*Aim*:
Copy exactly the last part of the entries, starting from the line with "Where can you see the building window" and including the final line.

*Provided data*:
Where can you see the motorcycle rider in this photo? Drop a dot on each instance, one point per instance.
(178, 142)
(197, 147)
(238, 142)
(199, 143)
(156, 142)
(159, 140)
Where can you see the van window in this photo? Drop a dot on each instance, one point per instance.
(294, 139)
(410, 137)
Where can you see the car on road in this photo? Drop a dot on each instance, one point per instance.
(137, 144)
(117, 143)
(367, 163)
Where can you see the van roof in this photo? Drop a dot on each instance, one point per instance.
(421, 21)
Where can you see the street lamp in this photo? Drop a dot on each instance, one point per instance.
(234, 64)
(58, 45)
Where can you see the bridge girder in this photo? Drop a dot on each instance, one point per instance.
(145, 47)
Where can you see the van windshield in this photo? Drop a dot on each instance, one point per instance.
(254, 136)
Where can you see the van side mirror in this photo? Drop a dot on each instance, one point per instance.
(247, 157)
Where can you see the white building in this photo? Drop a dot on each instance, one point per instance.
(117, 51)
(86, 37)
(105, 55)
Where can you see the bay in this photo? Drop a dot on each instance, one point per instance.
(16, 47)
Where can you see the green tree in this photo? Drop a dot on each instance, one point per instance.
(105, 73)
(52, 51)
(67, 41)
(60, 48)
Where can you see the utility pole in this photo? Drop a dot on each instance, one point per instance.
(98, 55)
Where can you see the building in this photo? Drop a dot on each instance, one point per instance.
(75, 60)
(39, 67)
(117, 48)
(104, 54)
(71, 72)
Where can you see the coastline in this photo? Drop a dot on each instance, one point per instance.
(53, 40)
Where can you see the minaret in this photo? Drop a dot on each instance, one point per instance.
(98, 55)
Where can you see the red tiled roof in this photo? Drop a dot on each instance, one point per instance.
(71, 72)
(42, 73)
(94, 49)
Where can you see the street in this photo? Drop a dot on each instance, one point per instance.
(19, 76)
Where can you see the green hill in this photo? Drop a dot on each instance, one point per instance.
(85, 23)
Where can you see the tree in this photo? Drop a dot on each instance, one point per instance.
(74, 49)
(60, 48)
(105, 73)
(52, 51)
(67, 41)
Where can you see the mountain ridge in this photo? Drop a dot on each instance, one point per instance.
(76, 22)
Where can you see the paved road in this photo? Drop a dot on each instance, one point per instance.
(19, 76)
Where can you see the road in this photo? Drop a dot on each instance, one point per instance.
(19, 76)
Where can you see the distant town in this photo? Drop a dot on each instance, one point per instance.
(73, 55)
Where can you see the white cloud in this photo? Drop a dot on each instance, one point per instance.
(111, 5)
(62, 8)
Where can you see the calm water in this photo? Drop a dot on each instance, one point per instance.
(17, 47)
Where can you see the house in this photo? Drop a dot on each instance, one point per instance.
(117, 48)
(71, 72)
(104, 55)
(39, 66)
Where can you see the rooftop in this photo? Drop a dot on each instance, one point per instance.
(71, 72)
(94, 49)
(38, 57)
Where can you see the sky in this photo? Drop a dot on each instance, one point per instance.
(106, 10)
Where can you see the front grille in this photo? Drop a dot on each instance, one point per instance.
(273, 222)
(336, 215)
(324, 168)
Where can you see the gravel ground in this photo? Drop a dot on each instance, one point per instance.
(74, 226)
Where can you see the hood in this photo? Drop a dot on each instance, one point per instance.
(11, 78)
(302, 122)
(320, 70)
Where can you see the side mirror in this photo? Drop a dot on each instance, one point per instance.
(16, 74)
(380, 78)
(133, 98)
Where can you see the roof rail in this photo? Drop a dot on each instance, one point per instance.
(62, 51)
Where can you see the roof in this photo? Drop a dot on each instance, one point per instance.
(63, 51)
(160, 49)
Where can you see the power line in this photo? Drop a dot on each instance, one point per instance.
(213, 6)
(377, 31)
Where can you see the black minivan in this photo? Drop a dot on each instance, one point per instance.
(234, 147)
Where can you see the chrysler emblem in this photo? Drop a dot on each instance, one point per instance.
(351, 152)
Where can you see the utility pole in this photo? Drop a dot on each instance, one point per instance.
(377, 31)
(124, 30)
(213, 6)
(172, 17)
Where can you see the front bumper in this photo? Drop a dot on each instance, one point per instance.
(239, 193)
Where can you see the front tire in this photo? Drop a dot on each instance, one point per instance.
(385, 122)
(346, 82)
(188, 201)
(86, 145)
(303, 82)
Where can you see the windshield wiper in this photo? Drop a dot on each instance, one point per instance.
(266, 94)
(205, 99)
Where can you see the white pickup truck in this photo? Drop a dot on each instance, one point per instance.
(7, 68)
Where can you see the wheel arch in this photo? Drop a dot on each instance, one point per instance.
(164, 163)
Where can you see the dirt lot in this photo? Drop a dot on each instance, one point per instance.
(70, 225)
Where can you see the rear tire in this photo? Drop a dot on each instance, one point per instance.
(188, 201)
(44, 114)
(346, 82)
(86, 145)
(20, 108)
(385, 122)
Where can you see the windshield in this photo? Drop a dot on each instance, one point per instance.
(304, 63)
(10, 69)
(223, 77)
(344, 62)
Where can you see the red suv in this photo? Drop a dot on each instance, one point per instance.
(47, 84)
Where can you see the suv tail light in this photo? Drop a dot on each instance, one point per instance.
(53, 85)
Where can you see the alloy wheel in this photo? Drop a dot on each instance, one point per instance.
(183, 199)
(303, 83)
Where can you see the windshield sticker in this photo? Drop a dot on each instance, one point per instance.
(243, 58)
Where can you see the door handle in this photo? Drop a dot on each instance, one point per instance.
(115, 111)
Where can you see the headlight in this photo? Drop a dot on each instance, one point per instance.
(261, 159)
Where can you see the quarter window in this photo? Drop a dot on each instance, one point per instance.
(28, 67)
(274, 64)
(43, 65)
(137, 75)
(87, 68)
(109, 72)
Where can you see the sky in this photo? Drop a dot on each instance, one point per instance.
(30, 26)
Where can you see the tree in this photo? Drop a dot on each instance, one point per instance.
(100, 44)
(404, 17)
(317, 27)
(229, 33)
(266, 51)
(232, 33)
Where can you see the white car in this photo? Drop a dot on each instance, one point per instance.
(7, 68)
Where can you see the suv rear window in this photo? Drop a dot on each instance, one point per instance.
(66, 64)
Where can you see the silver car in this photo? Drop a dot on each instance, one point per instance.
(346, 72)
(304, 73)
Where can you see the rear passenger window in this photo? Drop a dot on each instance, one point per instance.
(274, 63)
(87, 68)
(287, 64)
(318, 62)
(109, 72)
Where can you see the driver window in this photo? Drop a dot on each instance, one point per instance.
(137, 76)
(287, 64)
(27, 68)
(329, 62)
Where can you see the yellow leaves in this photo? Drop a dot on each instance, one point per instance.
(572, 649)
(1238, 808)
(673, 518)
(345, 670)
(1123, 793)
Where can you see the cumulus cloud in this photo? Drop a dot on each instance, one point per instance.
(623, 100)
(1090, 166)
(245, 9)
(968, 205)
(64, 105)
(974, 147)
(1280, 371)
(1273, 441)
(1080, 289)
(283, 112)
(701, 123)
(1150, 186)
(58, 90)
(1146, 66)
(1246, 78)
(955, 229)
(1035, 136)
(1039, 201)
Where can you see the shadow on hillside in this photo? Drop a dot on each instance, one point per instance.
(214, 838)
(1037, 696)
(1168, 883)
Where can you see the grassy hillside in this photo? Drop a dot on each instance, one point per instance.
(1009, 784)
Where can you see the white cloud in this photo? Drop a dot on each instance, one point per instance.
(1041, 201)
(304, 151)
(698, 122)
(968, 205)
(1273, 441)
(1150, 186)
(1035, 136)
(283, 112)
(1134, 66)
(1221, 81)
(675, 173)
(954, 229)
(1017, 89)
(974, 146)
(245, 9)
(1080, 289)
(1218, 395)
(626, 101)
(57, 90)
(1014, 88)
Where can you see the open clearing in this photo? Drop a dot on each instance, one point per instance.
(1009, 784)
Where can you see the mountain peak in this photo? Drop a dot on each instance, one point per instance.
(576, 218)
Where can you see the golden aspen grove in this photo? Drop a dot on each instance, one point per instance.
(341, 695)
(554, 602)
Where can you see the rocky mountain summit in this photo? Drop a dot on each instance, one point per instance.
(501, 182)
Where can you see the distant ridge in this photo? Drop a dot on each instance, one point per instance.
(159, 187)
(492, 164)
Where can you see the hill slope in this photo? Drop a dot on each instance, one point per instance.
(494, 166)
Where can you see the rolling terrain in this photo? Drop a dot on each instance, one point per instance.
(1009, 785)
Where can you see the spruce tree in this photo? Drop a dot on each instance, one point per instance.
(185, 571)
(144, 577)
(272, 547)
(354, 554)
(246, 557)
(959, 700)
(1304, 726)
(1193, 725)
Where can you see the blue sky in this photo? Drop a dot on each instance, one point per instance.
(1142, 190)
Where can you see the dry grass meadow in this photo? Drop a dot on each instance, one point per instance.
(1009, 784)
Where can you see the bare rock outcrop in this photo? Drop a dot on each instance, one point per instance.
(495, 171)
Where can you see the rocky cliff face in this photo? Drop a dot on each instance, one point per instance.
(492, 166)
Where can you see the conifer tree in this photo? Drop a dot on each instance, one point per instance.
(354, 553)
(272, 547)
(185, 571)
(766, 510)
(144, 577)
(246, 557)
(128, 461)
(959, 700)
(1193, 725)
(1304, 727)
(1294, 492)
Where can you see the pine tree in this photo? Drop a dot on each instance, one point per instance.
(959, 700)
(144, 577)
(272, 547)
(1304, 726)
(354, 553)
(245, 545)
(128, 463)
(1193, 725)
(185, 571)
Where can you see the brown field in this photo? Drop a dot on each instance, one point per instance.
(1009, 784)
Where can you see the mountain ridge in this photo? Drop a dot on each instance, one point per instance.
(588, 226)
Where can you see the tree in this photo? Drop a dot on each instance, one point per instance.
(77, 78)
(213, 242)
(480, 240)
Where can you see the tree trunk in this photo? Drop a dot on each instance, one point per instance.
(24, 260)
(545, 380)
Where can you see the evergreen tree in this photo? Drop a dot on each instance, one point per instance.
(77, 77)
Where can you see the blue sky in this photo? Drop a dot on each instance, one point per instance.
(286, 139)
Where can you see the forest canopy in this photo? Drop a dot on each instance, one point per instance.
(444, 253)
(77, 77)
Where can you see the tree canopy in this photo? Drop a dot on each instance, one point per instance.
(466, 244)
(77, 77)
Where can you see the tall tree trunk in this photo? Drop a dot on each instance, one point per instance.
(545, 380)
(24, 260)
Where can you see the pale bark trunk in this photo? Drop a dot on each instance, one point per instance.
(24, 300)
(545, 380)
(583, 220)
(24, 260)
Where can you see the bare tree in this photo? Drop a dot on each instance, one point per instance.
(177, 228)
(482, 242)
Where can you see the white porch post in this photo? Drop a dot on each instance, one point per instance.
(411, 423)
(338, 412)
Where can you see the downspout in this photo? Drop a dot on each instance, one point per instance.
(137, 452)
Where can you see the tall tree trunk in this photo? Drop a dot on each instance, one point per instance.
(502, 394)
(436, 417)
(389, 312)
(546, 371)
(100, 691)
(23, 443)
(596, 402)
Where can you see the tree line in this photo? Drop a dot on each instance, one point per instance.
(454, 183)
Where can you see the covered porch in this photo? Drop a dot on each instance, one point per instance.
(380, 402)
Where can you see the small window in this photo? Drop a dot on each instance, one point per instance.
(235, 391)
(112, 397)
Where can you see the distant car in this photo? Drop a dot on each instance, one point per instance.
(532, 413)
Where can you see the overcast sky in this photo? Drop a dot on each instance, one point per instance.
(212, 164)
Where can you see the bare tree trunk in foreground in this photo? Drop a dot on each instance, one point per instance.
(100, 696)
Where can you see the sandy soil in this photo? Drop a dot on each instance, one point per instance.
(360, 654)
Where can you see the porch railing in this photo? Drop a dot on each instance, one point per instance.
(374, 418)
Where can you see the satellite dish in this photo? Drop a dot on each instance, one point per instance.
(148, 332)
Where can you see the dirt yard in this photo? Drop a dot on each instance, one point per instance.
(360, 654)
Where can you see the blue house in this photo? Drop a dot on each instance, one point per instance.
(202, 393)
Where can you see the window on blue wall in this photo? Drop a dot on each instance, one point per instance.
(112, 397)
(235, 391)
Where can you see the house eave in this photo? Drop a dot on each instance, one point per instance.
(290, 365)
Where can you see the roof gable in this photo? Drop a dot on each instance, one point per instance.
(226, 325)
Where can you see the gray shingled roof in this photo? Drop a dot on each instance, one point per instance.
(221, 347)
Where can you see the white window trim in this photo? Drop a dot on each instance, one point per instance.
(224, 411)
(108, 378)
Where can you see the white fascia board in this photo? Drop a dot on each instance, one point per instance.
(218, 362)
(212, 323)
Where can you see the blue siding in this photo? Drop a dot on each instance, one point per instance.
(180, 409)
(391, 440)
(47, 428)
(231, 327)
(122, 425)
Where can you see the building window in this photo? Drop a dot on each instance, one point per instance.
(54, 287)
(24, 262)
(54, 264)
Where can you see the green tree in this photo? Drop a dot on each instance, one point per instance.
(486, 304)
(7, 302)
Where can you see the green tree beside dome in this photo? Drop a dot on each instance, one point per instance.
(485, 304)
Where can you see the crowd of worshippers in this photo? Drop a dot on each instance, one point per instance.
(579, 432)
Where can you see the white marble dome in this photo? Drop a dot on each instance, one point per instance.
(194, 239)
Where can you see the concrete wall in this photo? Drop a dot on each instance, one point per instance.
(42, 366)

*Full answer*:
Where can you see the building window in this photo? Drop a dot on each instance, one point per instance.
(54, 287)
(24, 262)
(54, 264)
Where can you see the green tree in this photo? Drop a dot on each instance, one point per instance.
(486, 304)
(7, 302)
Where can you see the green tree beside dome in this photo? Drop a dot on each instance, one point per instance.
(485, 304)
Where can you see the crowd of worshippers in this photo? Drop a dot on each instance, one point per instance.
(579, 432)
Where can you see the white marble dome in this photo? Drop a dot on each instance, one point per instance.
(194, 239)
Where can you see the concrete wall in this photo? Drop a dot on each instance, one point per instance.
(42, 366)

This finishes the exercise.